**Text to read:**

The first time they looked at each other.
Soon, Elisa and the creature share a bond and Elisa visits him in secret. She brings him eggs, teaches him sign language, and makes him listen to music. They are fascinated with each other, and Elisa seems to be the only one who sees it as more than a mere creature. I didn't even notice that the two actors didn't speak the whole time! Even with the costume, Doug Jones can still express intense emotion. Sally Hawkins, the actress playing Elisa, is great as well. They show that they can act even without words!

The villain in the story is Colonel Richard Strickland who captured the creature from a river, and the locals worship it as a god. Strickland repeatedly abuses the creature and plans to kill it. Elisa, knowing this plan, sets out to save it. She finds an ally in the scientist Robert Hoffstetler, who doesn't want the creature to die. Together with her friends, they try to do what they can to save it.

**Problem statement:**
Return the part of the movie review that begins at the words "The villain in" and stops after the words "can to save it.", copied word for word. Rely on the movie review alone.

**Material provided:**

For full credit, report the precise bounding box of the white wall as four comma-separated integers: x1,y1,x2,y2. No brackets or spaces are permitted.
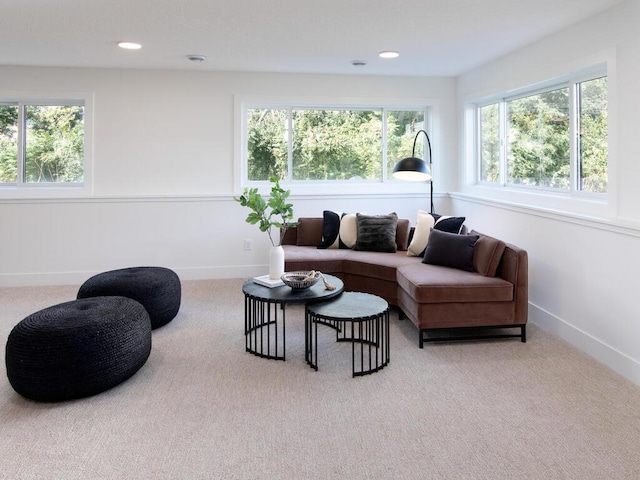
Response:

...

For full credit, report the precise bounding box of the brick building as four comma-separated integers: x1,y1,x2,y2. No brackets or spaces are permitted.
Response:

**Exercise response:**
The villain in the story is Colonel Richard Strickland who captured the creature from a river, and the locals worship it as a god. Strickland repeatedly abuses the creature and plans to kill it. Elisa, knowing this plan, sets out to save it. She finds an ally in the scientist Robert Hoffstetler, who doesn't want the creature to die. Together with her friends, they try to do what they can to save it.